Print the data below line for line, with no changes.
___ RECORDS SUPPLIED
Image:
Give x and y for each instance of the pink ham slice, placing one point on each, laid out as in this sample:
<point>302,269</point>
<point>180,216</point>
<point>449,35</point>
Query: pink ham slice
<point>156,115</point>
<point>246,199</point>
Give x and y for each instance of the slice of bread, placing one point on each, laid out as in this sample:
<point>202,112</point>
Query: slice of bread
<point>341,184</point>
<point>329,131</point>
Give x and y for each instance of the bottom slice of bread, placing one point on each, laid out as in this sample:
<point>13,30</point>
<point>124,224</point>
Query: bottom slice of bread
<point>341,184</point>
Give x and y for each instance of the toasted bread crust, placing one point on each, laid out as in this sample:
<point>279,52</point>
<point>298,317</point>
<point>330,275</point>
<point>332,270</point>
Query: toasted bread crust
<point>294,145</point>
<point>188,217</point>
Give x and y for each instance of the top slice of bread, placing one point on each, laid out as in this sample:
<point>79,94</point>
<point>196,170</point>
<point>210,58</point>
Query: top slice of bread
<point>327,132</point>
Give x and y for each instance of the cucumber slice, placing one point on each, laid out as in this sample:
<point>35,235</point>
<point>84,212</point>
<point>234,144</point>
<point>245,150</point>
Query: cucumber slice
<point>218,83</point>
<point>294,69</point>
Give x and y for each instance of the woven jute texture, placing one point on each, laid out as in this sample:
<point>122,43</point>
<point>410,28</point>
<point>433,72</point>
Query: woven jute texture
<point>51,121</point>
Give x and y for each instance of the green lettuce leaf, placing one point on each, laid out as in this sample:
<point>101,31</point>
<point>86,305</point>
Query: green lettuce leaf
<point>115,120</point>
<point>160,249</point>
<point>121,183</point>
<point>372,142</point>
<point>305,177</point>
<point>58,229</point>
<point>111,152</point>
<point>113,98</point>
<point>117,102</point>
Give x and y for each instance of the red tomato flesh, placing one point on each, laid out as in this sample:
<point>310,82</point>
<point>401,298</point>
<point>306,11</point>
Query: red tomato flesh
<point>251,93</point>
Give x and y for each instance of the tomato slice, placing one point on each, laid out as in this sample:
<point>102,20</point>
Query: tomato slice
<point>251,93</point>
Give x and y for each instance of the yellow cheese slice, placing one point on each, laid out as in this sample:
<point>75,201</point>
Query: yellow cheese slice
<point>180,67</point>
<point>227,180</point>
______
#### [CORRECT ANSWER]
Image:
Give x and y for each instance of the pink ham slice, placing one point on each, laid out as in this sample:
<point>302,269</point>
<point>180,216</point>
<point>449,35</point>
Query: pink ham slice
<point>156,115</point>
<point>246,199</point>
Give x and y for each instance of the slice of bread, placing one point on each, laid out as in this sample:
<point>202,112</point>
Query: slice of bread
<point>341,184</point>
<point>329,131</point>
Give x and y for each instance of the bottom slice of bread, placing one point on each, laid out as in this sample:
<point>13,30</point>
<point>124,224</point>
Query: bottom slice of bread
<point>341,184</point>
Give x and y for each instance of the toasted bread crust, placing one point on each, laid out as in this sample:
<point>279,52</point>
<point>298,317</point>
<point>330,275</point>
<point>332,270</point>
Query: toasted bread crust
<point>294,145</point>
<point>188,217</point>
Give x and y for each instance of the top slice of bread, placing one point on each, laid out as in this sample:
<point>79,94</point>
<point>196,170</point>
<point>210,58</point>
Query: top slice of bread
<point>327,132</point>
Give x and y for each instance of the cucumber slice, placing one point on each, laid out as in this sample:
<point>35,235</point>
<point>84,212</point>
<point>234,144</point>
<point>245,150</point>
Query: cucumber slice
<point>218,83</point>
<point>294,69</point>
Give x and y for each instance of the woven jute texture, placing one point on each, laid out as in this sample:
<point>122,43</point>
<point>410,28</point>
<point>433,72</point>
Query: woven jute texture
<point>51,121</point>
Give x and y for each instance of the green lettuce leaf, placing one point on each, laid out as in this sample:
<point>101,31</point>
<point>86,305</point>
Query: green lettuce leaf
<point>115,120</point>
<point>160,249</point>
<point>121,183</point>
<point>372,142</point>
<point>305,177</point>
<point>58,229</point>
<point>111,152</point>
<point>113,98</point>
<point>117,102</point>
Give x and y for each instance of the red tomato flesh, placing one point on each, laid out as in this sample:
<point>310,82</point>
<point>401,298</point>
<point>306,11</point>
Query: red tomato flesh
<point>251,93</point>
Give x and y for each instance of the tomato slice, placing one point on each, laid out as in this sample:
<point>102,20</point>
Query: tomato slice
<point>251,93</point>
Give x and y for each instance of the yellow cheese slice, placing one point on each, laid out as in this sample:
<point>75,201</point>
Query: yellow cheese slice
<point>180,67</point>
<point>227,180</point>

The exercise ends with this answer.